## SHORT EXERCISE
Reproduce only the lines that run from the line with "Given the photograph above, point out the metal" to the last line of the material, both ends included, exactly as they appear.

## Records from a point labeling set

++++++++

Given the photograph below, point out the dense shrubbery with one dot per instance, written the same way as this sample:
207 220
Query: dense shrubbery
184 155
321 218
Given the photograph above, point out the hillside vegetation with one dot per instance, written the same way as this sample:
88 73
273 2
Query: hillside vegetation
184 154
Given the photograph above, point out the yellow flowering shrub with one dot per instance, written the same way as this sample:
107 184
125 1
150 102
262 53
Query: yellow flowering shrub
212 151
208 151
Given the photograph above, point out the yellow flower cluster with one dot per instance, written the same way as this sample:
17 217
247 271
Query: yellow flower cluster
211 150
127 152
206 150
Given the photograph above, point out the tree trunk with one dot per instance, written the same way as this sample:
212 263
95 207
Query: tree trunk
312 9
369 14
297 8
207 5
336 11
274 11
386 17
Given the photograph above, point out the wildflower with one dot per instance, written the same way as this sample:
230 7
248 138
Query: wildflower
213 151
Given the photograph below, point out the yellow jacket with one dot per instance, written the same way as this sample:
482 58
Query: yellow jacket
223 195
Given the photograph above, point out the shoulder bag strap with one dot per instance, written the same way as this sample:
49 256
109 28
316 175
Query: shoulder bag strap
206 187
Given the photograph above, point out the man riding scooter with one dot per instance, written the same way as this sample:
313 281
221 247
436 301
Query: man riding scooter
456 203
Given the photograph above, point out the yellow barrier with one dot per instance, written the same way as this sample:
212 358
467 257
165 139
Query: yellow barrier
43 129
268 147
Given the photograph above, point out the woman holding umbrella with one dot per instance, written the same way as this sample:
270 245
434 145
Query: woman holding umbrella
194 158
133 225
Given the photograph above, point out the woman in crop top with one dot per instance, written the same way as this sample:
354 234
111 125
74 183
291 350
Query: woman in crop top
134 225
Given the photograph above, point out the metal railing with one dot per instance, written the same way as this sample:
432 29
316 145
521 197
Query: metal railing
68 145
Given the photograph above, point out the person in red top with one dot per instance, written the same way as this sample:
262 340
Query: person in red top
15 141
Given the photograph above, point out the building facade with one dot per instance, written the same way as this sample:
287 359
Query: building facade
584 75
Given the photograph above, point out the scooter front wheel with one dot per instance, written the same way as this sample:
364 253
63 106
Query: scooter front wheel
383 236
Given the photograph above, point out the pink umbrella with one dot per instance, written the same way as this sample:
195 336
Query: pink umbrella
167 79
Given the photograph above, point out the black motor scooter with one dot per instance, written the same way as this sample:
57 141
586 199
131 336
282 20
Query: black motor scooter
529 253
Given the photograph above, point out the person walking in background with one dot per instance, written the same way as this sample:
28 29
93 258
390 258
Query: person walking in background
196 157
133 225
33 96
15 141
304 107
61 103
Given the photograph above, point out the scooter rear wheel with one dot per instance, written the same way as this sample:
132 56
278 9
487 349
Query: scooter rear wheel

++++++++

## IN RESPONSE
Given the photograph above, point out the metal railing with one dot per instance, written the same way as this sample:
432 29
316 145
521 197
Query: metal railing
68 145
Given the photograph above, point out the person in red top with one dot per instance, written the same way as this sample:
262 340
Query: person in red top
15 141
Given the photograph above, point out the building facade with one dot per instance, written the same way as this sample:
287 359
Query: building facade
584 75
Given the photograph above, point out the scooter front wheel with one dot per instance, written the same way as this sample:
364 253
63 106
Query: scooter front wheel
383 236
Given the photograph above, point out the pink umbrella with one dot per instance, written the same way as this sample:
195 336
Query: pink umbrella
167 79
Given the photograph above, point out the black motor scooter with one dot per instance, written the same way as this sample:
57 141
586 199
131 336
282 20
Query: black motor scooter
529 253
Given the photograph above, point out the person walking in background with one dot per instance, written the same way as this sample:
28 29
93 258
390 258
Query: person walking in background
196 157
133 225
33 96
15 141
304 107
61 103
Given the photograph above, point out the scooter rear wheel with one dot per instance, written the same way as this sample:
132 56
278 9
487 349
Query: scooter rear wheel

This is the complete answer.